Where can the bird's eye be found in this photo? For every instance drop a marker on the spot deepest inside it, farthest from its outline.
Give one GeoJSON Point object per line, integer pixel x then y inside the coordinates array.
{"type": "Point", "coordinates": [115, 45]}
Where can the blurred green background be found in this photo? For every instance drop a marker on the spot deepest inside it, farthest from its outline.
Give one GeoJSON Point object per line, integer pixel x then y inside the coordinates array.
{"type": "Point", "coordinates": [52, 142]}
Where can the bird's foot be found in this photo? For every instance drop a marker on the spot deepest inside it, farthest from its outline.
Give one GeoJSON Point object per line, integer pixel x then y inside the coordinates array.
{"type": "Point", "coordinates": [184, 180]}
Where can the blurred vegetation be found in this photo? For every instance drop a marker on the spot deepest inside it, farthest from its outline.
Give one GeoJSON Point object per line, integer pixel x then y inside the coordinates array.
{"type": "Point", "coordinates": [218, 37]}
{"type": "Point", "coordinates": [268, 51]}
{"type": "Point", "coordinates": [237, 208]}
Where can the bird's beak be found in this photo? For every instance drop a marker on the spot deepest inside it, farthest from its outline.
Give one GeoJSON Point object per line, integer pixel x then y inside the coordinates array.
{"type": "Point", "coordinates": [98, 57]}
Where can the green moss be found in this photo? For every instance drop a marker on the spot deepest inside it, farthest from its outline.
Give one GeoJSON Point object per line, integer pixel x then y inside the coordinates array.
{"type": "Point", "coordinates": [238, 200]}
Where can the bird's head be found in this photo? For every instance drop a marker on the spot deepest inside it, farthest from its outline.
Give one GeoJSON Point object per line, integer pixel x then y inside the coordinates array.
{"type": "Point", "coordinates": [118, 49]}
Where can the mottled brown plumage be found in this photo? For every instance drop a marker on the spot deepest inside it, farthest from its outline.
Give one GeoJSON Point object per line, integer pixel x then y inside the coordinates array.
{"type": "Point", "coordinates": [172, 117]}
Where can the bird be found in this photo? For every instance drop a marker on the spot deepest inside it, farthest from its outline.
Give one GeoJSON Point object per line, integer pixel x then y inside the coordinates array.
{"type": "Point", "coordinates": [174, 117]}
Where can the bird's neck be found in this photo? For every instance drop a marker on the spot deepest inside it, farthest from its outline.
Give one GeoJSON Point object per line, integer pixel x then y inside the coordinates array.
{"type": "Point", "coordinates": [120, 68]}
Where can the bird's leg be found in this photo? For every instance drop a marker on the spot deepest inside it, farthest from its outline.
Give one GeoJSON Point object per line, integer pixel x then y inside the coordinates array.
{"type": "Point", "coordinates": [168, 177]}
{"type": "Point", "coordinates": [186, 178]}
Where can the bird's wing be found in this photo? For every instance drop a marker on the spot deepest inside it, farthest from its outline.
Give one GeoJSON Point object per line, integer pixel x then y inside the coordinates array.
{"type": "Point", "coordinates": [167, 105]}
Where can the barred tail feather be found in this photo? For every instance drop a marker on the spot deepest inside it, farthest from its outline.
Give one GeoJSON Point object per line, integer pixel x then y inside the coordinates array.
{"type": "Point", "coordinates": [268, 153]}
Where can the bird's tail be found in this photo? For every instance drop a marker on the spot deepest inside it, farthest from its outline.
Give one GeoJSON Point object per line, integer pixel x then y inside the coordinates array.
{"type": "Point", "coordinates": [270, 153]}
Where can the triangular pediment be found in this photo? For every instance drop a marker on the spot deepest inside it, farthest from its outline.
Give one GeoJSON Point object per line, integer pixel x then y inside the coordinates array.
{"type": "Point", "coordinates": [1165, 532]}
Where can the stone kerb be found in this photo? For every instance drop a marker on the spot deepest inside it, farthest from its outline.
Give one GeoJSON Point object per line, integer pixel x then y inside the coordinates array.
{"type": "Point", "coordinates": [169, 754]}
* * * * *
→ **Instructions for the task**
Beginning with the opening line above, retype the records exactly through the line with "Where can the blurred green", both ends included.

→ **Response**
Where can the bird's eye be found in this photo? For every instance drop a marker on the spot deepest inside it, farthest from its outline.
Give one GeoJSON Point object per line, integer pixel x then y inside the coordinates array.
{"type": "Point", "coordinates": [115, 45]}
Where can the blurred green background be found in this photo? For every instance drop a marker on the spot deepest inside it, farthest from its outline.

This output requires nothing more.